* EXCERPTED TEXT

────

But by 2010 when we wrote our piece, the insurance industry was sitting on so much money – partly from their earlier price-gouging and partly because of their continuing investment returns - that they simply couldn’t start raising rates again. But we didn’t trust them and that’s why we said, “bookmark this post and come back to it in a year or so.” Well it took a decade thanks to the obscene amount of investment income it continued to rake in, not to mention the windfall from Trump’s tax cut, none of which the insurance industry gave back to customers.

But like a bad penny that always turns up, they’re back! If you’ve read some of the business press over the last few months, you will find a bunch of articles quoting insurance executives clearly pushing to send the nation into a new liability insurance crisis. (You’ll find examples of these articles in future reports but take it from us: the Bad Place Lava Monsters would be so proud.)

Here’s their problem, or at least one of them. Despite their “déjà vu all over again” whining about juries making things difficult for insurance companies, the industry is still swimming in money. They have mountains of it. Pick your metaphor. For example, take a look at their surpluses, which are the extra cushion insurers hold in addition to the amount they have set aside to pay estimated future claims. These surpluses are at record levels. And I mean unprecedented. In 2010 when we wrote that first article, the surplus was $584 billion. Now, it’s $802 billion! Hitting policyholders with rate hikes now would be purely for the purpose of price-gouging them.

They’ve done that before but we really shouldn’t let them do it this time. The Good Place may be ending. But our focus on this Bad industry is not. There are many ways to show how much they are lying about everything. Expect to see much more from us soon.

────

* RECORD SET
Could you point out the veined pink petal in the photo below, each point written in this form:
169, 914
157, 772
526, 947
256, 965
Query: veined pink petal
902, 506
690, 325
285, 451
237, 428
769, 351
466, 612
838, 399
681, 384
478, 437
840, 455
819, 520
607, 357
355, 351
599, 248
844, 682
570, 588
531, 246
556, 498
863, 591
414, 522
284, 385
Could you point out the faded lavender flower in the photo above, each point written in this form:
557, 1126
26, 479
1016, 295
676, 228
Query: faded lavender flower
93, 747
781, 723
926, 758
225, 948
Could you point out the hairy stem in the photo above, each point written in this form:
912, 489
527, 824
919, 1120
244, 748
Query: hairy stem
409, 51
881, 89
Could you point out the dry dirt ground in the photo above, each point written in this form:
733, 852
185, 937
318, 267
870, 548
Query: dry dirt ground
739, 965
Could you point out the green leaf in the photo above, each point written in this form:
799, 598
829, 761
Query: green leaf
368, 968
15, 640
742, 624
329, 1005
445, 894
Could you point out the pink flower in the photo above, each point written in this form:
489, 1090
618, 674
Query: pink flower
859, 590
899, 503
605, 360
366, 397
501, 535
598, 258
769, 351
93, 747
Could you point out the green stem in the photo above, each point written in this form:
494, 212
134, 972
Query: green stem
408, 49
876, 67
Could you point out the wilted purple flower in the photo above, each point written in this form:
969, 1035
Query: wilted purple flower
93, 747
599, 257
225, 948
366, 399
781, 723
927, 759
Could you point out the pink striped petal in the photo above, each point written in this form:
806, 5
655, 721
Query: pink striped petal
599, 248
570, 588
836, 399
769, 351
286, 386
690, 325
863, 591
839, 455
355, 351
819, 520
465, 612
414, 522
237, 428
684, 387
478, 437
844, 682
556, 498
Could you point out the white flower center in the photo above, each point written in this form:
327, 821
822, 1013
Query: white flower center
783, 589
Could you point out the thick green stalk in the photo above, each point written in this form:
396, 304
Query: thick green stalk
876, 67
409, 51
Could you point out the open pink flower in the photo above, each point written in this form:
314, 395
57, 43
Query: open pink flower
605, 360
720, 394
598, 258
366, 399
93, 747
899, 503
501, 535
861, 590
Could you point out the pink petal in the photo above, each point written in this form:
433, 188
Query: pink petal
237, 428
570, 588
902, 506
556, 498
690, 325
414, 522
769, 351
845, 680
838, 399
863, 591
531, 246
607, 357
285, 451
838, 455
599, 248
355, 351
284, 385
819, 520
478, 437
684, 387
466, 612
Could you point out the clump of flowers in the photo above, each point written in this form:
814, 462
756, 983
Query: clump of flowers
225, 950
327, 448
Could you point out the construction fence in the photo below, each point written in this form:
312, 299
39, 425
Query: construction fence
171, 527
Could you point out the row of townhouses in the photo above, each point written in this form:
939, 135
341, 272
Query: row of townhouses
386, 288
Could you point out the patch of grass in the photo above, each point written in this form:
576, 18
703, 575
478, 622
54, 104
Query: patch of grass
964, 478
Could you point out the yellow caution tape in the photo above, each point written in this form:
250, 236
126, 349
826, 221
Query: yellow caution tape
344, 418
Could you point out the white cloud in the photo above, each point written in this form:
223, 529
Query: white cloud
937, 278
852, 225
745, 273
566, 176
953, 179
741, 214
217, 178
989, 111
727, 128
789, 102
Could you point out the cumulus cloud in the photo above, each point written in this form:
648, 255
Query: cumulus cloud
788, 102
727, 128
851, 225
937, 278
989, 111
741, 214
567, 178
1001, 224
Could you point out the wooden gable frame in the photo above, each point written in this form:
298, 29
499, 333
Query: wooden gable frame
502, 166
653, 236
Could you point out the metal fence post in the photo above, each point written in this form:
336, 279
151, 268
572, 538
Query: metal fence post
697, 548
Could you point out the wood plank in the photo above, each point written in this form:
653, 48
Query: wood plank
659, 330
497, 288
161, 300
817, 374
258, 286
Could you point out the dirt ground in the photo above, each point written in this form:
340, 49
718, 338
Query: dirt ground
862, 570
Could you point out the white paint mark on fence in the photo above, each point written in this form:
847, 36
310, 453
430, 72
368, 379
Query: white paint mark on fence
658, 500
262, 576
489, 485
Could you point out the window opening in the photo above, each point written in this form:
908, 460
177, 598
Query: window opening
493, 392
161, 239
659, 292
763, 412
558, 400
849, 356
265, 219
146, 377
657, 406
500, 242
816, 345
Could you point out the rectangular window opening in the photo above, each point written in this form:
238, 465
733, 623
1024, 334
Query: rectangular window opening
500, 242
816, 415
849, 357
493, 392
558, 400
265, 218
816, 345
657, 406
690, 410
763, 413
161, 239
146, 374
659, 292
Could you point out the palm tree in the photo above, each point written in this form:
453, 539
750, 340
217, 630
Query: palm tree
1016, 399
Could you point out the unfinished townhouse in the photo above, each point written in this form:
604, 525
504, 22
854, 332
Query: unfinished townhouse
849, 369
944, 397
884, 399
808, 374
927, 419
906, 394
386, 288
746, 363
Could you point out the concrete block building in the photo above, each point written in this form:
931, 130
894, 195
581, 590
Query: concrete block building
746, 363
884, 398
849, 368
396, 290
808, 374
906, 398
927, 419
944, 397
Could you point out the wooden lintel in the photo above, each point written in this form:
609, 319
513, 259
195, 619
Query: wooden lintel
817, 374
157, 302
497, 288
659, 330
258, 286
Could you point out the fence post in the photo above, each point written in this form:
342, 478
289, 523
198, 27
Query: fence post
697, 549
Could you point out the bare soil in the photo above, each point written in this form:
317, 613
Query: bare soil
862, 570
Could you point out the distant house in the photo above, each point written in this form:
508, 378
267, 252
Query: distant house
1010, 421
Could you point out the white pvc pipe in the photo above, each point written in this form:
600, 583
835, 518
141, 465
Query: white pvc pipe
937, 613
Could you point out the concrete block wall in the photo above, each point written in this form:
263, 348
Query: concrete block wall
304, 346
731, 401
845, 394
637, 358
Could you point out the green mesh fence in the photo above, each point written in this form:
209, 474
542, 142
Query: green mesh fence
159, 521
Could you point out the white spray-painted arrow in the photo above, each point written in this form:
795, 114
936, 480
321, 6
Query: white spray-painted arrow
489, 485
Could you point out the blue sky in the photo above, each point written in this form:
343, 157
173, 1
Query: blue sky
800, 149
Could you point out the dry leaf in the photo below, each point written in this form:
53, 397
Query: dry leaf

────

* WHAT IS ASKED
1: Answer these questions using the insurance excerpt:
(a) What was the insurers' surplus in 2010?
(b) What does the excerpt compare the industry's return to?
(c) What is the surplus now?
2: Retype the insurance excerpt from "But like a bad" to "be so proud.)".
3: Summarize the insurance excerpt in two sentences.

* THE SOLUTIONS
1:
(a) $584 billion
(b) A bad penny that always turns up
(c) $802 billion

2:
But like a bad penny that always turns up, they’re back! If you’ve read some of the business press over the last few months, you will find a bunch of articles quoting insurance executives clearly pushing to send the nation into a new liability insurance crisis. (You’ll find examples of these articles in future reports but take it from us: the Bad Place Lava Monsters would be so proud.)

3: Flush with investment income, the insurance industry went a decade without raising rates, but business press articles now quote its executives pushing to send the nation into a new liability insurance crisis. Insurer surpluses have grown from $584 billion in 2010 to a record $802 billion, so rate hikes now would be purely for the purpose of price-gouging policyholders.